#### Document section
■ ■ ■ ■ ■ ■ ■

David Wilcox: That’s one of them. And as I said, again, if everyone has the same technology and you’re on the same playing field, then you look at subsidies. So right now we have an edge there and our capability of refining if we scaled up to mass production…But if you continue to buy from all one supplier, you’re in the same monopoly that you were in before. So it goes back to what this administration has been so focused on delivering, (which is) the message to the American people and American industries and really the Western world…which is: you’ve got to diversify your supply chain. You’ve got to be in some way, shape or form autonomous. If we can mine and find some of these minerals and rare earth elements here in the United States, which is good and super helpful.

David Wilcox: But the end of the day we need rare earths to be like an oil market. Right? There’s so many different countries that produce oil. And you look at what just happened recently with the attacks on, the Saudi Aramco facilities. Oil prices did not spike like they did in the Gulf war, or previous instances because there’s so much oil out there,that you have different supply sources that can pick up the slack.

Simone Gao: Does China have mining facilities in other countries?

David Wilcox: China is, we see them buying up supply all over the globe. So something becomes available in Canada, they buy the company, they buy the minerals, they buy…they’re everywhere, because they have a strategy which is they want to control that market. So I think there’s a lot of numbers out there and different people have different calculations, but in the rare earths space, China controls some say around 90% and some say around 95%. But that’s inclusive of the refining because a lot of this stuff, if you’re mining it, you have to ship it to China to go get it refined. So they then still control that market.

Simone Gao: So they basically buy all the supplies from other places and then ship it back to China and refine it.

David Wilcox: Yes. A lot of the time they do. So lets go back to the reopening of the California Mountain Pass Mine where Molicorp, which was a publicly traded company, went under. So it’s a big rare earth site in the United States in California. For now they’re going to have to mine the rare earth, put it on ships and send it to China to refine. How is that fixing our dependency on China for rare earths? It’s not.

Simone Gao: Are they gonna keep doing that?

David Wilcox: No. So they have a strategy of opening refining plants, et cetera. But you know, you have to get the permits, and the Trump administration has been issuing permits to make things happen. But you still have…if you don’t have the right technology…the technology is just as important as the deposit sites themselves. And so that’s what we’re focused on.

Simone Gao: So what’s the scale of this rare earths production in the US right now?

David Wilcox: I couldn’t tell you the exact numbers, but very small.

Simone Gao: You are a Canadian company, right?

David Wilcox: Yes.

Simone Gao: Are you the biggest one in Canada?

David Wilcox: So we are probably, by deposits, I would say we’re probably up there. From our technology though, we’re market leading, so we operate right now in a lab, right? So we have some really great guys but we have n’t, we haven’t taken the next step. So we’re in the process of doing that. What we don’t want to do and we’re very hesitant to say is: we’re going to spend all of the money and then China lowers the price and so the strategy changes in the US. So what we’re doing right now is we’re speaking with major defense contractors.

Simone Gao: In the US?

■ ■ ■ ■ ■ ■ ■

(Stored items)
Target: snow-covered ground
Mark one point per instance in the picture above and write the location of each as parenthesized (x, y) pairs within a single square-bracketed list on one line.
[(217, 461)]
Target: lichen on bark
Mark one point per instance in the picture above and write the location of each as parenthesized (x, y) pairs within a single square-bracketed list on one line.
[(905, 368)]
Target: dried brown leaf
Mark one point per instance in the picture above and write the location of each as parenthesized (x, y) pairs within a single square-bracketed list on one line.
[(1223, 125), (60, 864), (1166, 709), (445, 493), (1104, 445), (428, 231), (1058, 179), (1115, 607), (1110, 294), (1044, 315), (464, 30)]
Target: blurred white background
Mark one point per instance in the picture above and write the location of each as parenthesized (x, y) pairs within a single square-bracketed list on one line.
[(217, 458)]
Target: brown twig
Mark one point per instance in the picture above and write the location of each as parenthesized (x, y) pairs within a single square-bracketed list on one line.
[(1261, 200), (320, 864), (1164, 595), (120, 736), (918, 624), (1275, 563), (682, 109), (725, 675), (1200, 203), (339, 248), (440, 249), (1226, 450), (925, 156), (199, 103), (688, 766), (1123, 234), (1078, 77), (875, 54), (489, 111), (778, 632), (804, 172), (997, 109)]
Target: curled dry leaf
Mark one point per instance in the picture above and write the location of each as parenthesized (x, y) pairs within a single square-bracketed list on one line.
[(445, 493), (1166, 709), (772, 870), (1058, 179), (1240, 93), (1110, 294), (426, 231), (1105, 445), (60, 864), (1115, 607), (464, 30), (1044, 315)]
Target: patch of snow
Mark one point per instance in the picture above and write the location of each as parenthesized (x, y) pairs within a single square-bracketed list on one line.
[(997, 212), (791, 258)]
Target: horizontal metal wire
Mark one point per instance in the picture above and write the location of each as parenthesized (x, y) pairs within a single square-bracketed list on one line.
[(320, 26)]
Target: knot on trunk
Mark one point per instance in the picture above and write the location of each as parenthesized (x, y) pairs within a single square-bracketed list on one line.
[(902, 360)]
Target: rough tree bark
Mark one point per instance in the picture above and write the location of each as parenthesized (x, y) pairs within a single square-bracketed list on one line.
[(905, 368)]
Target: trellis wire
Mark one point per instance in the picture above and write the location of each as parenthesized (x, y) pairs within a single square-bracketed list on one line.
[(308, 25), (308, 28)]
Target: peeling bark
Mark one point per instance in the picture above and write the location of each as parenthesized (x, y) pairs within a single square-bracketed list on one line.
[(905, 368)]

■ ■ ■ ■ ■ ■ ■

#### Set tasks
- a) In the rare earths interview, which publicly traded company went under at the California Mountain Pass Mine?
- b) Pick up the rare earths interview after its final line and keep going.
These lines have no connection to the rare earths interview.

#### Results of the tasks
- a) Molicorp.

- b)
David Wilcox: In the US. We’re actually speaking to some…Canada and other areas, Mexico and Western Europe. Everyone knows what China has been doing. But what we’re saying is, “We have your solution. We can be one part of that solution.” There can be many Central American Nickels right? But we’ve mapped…if you have a problem in the Congo, you can go back to the Dominican Republic. If you have a problem in Guatemala…so you can interchange the facilities to make everyone cooperate together from an economical standpoint, from a capital markets, from a free market perspective. And my view on what the administration is doing right now is, they’re building out the idea that they will protect that free market.

David Wilcox: And that is very important to our next step as a company. And the next step in taking the lead with China on…if they want to drop the prices to zero or pay you to use their rare earths, we’ve got to realize what they’re doing. If we don’t produce anywhere they can, as you said a moment ago, change all of a sudden like they did with Japan, dangle and pull rare earths from you and you have a huge problem.

Simone Gao: So how confident are you that the US government will have your backs?

David Wilcox: Wow, that’s a difficult question. We’re taking it step by step. Because my view, and everyone has a different view, is that we need more support from the community, of the different industries, so from Car manufacturers to electronic manufacturers…

David Wilcox: And to answer your question, how comfortable or confident are we that the U S government has our backs? We have no idea we’re a Canadian company, we’re trying to help solve this major problem. And we’re proposing solutions to the government and to various industries, really with a focus on defense. Because we believe that the United States government has a vested interest in protecting their defense industry. So, you know, whoever it is from Sirkorsky or Lockheed Martin or Grumman or whoever it is, (it can be said) Hey, you can’t have a dependency on this, so go fix it. We’ll still buy from you or we’ll pay a little bit more, whatever it is, you guys can work together. We’re not privy to those conversations, but logically we think that that’s how it’s going.

Simone Gao: Have you talked to the top leadership in the defense department?

David Wilcox: We have. I’m not going to go into specific names. I don’t think that would be appropriate. But it’s been very well received so far and really a lot of people get this issue. And we don’t know how many others are out there providing solutions, but we’re, we’re certainly providing solutions. It’s not just talk, it’s action. We’ve got it. Right? And now you guys need to decide what’s next up that you want to take.

David Wilcox: Thank you Simone.

Simone Gao: Thank you so much.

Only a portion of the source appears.